**PROBLEM STATEMENT:**
Exactly as they appear, transcribe the entries and skip any pictures.
━━━
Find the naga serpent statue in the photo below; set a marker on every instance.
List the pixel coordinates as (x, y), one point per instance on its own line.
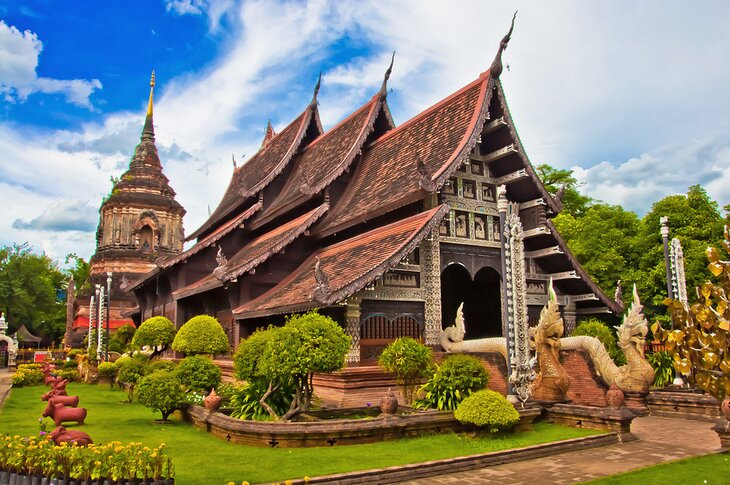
(551, 382)
(636, 375)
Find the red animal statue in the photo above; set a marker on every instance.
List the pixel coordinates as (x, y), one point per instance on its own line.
(62, 414)
(62, 435)
(53, 392)
(70, 401)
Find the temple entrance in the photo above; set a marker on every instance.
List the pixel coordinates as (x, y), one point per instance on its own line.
(480, 295)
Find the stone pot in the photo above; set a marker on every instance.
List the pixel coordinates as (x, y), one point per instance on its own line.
(725, 408)
(212, 401)
(614, 397)
(389, 403)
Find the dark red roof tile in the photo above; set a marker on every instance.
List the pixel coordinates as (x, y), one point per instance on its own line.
(348, 265)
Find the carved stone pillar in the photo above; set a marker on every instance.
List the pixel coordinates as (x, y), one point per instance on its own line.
(352, 328)
(431, 278)
(569, 318)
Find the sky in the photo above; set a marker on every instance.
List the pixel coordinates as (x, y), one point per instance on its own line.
(632, 96)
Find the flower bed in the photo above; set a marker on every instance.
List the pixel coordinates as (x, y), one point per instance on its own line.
(39, 458)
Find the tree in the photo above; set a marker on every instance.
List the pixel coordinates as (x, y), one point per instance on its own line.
(161, 391)
(32, 291)
(157, 333)
(699, 342)
(306, 344)
(409, 360)
(201, 335)
(574, 203)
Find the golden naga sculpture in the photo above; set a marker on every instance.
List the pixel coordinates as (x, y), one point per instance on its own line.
(637, 374)
(551, 382)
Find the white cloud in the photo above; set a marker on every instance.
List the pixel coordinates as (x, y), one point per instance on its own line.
(19, 52)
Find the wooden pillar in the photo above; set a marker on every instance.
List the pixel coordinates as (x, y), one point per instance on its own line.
(352, 328)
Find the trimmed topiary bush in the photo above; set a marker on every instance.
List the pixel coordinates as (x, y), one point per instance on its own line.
(27, 375)
(156, 333)
(409, 360)
(594, 327)
(456, 378)
(489, 410)
(161, 391)
(200, 335)
(107, 369)
(199, 373)
(130, 372)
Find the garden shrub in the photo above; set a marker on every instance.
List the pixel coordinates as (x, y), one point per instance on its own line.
(130, 372)
(167, 365)
(161, 391)
(156, 333)
(663, 365)
(489, 410)
(201, 335)
(455, 378)
(409, 360)
(107, 369)
(27, 375)
(71, 374)
(594, 327)
(199, 373)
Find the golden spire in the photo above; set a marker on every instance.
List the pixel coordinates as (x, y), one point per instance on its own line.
(152, 92)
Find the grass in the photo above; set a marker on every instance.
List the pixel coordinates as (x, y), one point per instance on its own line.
(202, 458)
(704, 470)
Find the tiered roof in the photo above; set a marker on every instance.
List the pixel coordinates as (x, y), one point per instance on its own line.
(378, 169)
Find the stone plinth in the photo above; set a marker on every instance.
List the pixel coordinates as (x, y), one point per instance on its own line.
(683, 404)
(722, 428)
(616, 420)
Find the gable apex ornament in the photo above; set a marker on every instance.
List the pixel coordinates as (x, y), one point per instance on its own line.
(496, 68)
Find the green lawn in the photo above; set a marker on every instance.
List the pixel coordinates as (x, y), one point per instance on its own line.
(200, 458)
(703, 470)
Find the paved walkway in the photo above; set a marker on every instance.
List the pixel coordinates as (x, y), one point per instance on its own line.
(660, 440)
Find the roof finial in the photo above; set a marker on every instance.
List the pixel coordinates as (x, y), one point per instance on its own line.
(268, 134)
(496, 67)
(316, 90)
(148, 132)
(384, 87)
(152, 91)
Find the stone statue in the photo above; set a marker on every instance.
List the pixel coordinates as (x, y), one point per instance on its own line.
(637, 374)
(551, 382)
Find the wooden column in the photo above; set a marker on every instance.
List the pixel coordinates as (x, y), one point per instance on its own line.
(352, 328)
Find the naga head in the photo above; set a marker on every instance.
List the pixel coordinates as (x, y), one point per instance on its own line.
(550, 327)
(634, 328)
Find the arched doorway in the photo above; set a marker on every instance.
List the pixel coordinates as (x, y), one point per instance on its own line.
(481, 298)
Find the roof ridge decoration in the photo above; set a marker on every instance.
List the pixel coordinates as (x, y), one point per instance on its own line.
(496, 68)
(383, 93)
(323, 290)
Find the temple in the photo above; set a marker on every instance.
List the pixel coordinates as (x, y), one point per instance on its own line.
(139, 222)
(386, 229)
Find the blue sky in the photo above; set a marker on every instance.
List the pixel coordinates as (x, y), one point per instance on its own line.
(632, 96)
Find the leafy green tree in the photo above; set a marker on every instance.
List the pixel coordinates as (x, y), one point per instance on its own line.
(201, 335)
(198, 373)
(157, 333)
(31, 291)
(695, 219)
(161, 391)
(574, 203)
(604, 241)
(306, 344)
(409, 360)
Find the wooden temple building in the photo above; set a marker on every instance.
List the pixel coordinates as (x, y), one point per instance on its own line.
(385, 228)
(139, 223)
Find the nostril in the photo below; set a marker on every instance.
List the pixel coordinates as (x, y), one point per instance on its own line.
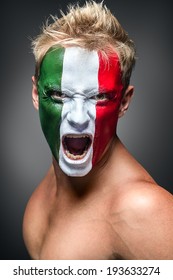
(78, 121)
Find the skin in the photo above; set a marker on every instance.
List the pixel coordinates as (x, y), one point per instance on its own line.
(116, 211)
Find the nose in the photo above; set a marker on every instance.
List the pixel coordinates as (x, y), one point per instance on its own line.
(78, 116)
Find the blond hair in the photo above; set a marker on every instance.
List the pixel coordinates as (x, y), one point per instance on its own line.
(92, 27)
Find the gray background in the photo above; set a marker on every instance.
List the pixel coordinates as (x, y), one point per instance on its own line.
(146, 129)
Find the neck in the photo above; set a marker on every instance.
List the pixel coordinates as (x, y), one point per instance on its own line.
(81, 186)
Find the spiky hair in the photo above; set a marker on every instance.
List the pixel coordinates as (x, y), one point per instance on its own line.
(91, 26)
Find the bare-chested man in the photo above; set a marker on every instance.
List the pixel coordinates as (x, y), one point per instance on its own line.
(96, 201)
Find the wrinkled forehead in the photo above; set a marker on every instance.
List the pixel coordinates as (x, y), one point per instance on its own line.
━━━
**WRITTEN ANSWER:**
Find the naga serpent statue in the photo below; set a marker on every instance.
List the pixel coordinates as (x, y), one point per instance on its own line.
(551, 382)
(636, 375)
Find the red animal statue in the photo above; set a marker on every instance.
List the pixel coordinates as (x, y), one point per instance on its own line.
(62, 414)
(62, 435)
(53, 392)
(70, 401)
Find the temple entrance in the photo above; set a marker on every instance.
List the pixel coordinates as (x, y), one point per instance on its own line.
(480, 295)
Find the stone pot in the photo above; set a marker on every instance.
List the pixel coordinates as (x, y), one point per instance on its own line.
(725, 408)
(212, 401)
(614, 397)
(389, 403)
Find the dark red roof tile in the photo above; set a marker on every instance.
List the pixel coordinates as (x, y), one point per instance on its own line.
(348, 265)
Find the carved stone pillar in the photo above; set a marker on every instance.
List the pixel coordinates as (x, y), one point per instance on its own line.
(352, 328)
(431, 278)
(569, 318)
Find the sky in the photo above; set a marker on every instance.
List the pixel coordinates as (x, y), one point per instance on its own line.
(632, 96)
Find the flower bed in the photo above; set a marker on every instance.
List the pixel coordinates as (x, y), one point per instance on its own line.
(39, 458)
Find the tree in the photo above; set a marker on every instance.
List the pixel coordinates as (x, y), one point per instance on its own line.
(161, 391)
(32, 291)
(157, 333)
(699, 342)
(306, 344)
(409, 360)
(201, 335)
(574, 203)
Find the golden naga sculpture in the photo above; set a marker on every instance.
List the pixel coordinates as (x, y), one point per instance on its own line.
(637, 374)
(551, 382)
Find the white cloud in the photo above; set a marker on every instance.
List the pixel coordinates as (x, y), one point per instance on its own line.
(19, 52)
Find the wooden pillar in the photo above; set a marker on every instance.
List the pixel coordinates as (x, y), one point per instance on its own line.
(352, 328)
Find the trimmed topiary bush in the photo above; set a marker on every instance.
List the pixel coordinates as (x, y), one point per instance on its own line.
(27, 375)
(156, 333)
(409, 360)
(594, 327)
(456, 378)
(489, 410)
(161, 391)
(200, 335)
(107, 369)
(199, 373)
(130, 372)
Find the garden shrub in the photo above; set a marker on every instance.
List the pixel coordinates as (x, y), one point per instance on its own line.
(130, 372)
(167, 365)
(161, 391)
(156, 333)
(663, 365)
(489, 410)
(201, 335)
(455, 378)
(409, 360)
(107, 369)
(27, 375)
(71, 374)
(594, 327)
(199, 373)
Find the golden spire in the photo above; set a marker on every instance.
List the pixel coordinates as (x, y), one point per instance on its own line.
(152, 92)
Find the grass in the photo above; set a marker on every instance.
List the pixel coordinates as (x, y), one point per instance on its own line.
(202, 458)
(704, 470)
Find the tiered roof in the photo above; set a marker on every instance.
List the pixel coordinates as (x, y), one point per instance on its own line.
(378, 169)
Find the stone plinth in the photo above; set a marker on every instance.
List the pixel coordinates as (x, y), one point per instance on its own line.
(683, 404)
(722, 428)
(616, 420)
Find the gable apex ornament in the photo above; set a marker on every instance.
List the pixel coordinates as (x, y), one point per instance on its own line.
(496, 68)
Find the green lawn in the photo above; set a marker on every instance.
List the pixel coordinates as (x, y), one point per instance on its own line.
(200, 458)
(703, 470)
Find the paved walkway in the photo above; set a marker on every instance.
List the pixel coordinates as (x, y), one point per instance on its own line.
(660, 440)
Find the roof finial in the photo above; set a marker on every instance.
List the pixel coordinates as (x, y), one point per instance on its own line.
(268, 134)
(496, 67)
(316, 90)
(148, 132)
(384, 87)
(152, 91)
Find the stone statue in the photo above; set a marker on every instance.
List the pixel coordinates as (x, y), one point per instance on its own line.
(637, 374)
(551, 382)
Find the wooden column in the photo above; set a marker on every instance.
List the pixel coordinates as (x, y), one point per instance on its own line.
(352, 328)
Find the naga head in the photo above; set a marker on every instance.
List the pixel coordinates as (x, y), one point per instance on its own line.
(550, 327)
(634, 328)
Find the arched doorway in the photo above; set a marker on every instance.
List the pixel coordinates as (x, y), one point per instance on its own line.
(481, 298)
Find the roof ridge decoration in the photo above; set a marker on every instance.
List the pixel coordinates as (x, y), one point per instance on its own line.
(496, 68)
(383, 93)
(323, 290)
Find the temple in the photo above; set a marker on every instance.
List the pixel coordinates as (x, y), one point per instance on its own line.
(139, 222)
(386, 229)
Find the blue sky in the photo above; set a marker on every instance.
List the pixel coordinates as (x, y), one point per instance on its own line.
(632, 96)
Find the leafy green tree in the photo above; set a marker on every instance.
List the pixel coordinates as (x, y), one point per instance on its own line.
(201, 335)
(198, 373)
(157, 333)
(31, 291)
(695, 219)
(161, 391)
(574, 203)
(604, 241)
(306, 344)
(409, 360)
Find the wooden temple building in the photo above; set a marker on every instance.
List the pixel coordinates as (x, y), one point per instance on its own line.
(385, 228)
(139, 223)
Find the nostril in the photo below; set a marker on every instance.
List the pixel coordinates as (x, y), one point per instance on its own line.
(78, 121)
Find the skin in the photo above; set a marker on every instance.
List the pixel coordinates as (x, y), one point per instance on its own line.
(116, 211)
Find the nose in the photo above; set a marker on every instance.
List the pixel coordinates as (x, y), one point per instance on its own line.
(78, 116)
Find the blond hair in the photo above; set a marker on every instance.
List the pixel coordinates as (x, y), one point per instance on its own line.
(92, 27)
Find the gray background in the photo above; set a marker on every instance.
List the pixel coordinates as (x, y), one point per instance on its own line.
(146, 129)
Find the neck in the photo above; set a marker on every instance.
List the pixel coordinates as (x, y), one point per instance on its own line.
(81, 186)
Find the spiky hair in the photo above; set a marker on every instance.
List the pixel coordinates as (x, y), one point per instance on its own line.
(91, 26)
Find the bare-chested man in the photo above; set a marker on every instance.
List the pixel coordinates as (x, y), one point per instance on its own line.
(96, 201)
Find the wrinkled forehead in the photo above; set a marker on every instance.
List the pixel coordinates as (x, y), one point per instance on its own line.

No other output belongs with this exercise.